*Provided records*:

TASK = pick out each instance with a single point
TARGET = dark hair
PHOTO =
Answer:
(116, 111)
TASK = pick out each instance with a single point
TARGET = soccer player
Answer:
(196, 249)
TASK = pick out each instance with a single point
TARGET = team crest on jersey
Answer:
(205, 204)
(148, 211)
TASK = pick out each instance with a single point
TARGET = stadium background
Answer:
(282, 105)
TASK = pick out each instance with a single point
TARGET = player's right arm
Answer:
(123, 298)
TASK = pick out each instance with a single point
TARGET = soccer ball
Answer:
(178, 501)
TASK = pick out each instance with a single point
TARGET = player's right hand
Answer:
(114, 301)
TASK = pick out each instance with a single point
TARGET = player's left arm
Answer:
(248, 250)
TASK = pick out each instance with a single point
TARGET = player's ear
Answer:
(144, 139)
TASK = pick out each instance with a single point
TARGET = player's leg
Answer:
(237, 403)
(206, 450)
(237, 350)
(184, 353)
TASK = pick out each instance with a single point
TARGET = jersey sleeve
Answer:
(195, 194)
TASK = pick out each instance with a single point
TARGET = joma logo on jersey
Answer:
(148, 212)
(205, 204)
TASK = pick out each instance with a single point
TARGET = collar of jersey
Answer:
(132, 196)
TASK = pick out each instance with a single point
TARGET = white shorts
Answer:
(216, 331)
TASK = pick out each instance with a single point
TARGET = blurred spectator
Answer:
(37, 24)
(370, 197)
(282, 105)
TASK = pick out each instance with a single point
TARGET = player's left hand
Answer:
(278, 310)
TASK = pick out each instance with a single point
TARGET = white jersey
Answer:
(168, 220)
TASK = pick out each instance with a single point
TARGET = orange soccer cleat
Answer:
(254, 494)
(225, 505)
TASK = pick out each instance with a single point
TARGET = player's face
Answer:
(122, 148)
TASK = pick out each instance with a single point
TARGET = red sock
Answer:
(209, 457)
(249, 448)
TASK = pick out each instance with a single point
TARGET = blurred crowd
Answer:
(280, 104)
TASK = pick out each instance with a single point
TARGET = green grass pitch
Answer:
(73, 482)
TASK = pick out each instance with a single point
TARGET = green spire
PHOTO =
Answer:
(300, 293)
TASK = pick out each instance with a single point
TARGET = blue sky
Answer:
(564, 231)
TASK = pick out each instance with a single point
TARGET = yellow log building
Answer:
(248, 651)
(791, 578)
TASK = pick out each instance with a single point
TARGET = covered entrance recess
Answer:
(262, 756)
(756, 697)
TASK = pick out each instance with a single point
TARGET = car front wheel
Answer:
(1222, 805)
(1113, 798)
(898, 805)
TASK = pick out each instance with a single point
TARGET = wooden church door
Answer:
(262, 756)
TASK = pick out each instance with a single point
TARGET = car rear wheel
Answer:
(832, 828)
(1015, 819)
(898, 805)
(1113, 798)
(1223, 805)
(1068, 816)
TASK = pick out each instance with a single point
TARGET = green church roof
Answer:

*Description of the task*:
Return each line of the records above that contains the string "church". Treat uppercase and lowercase letters as different.

*Solved exercise*:
TARGET = wooden church door
TARGET = green church roof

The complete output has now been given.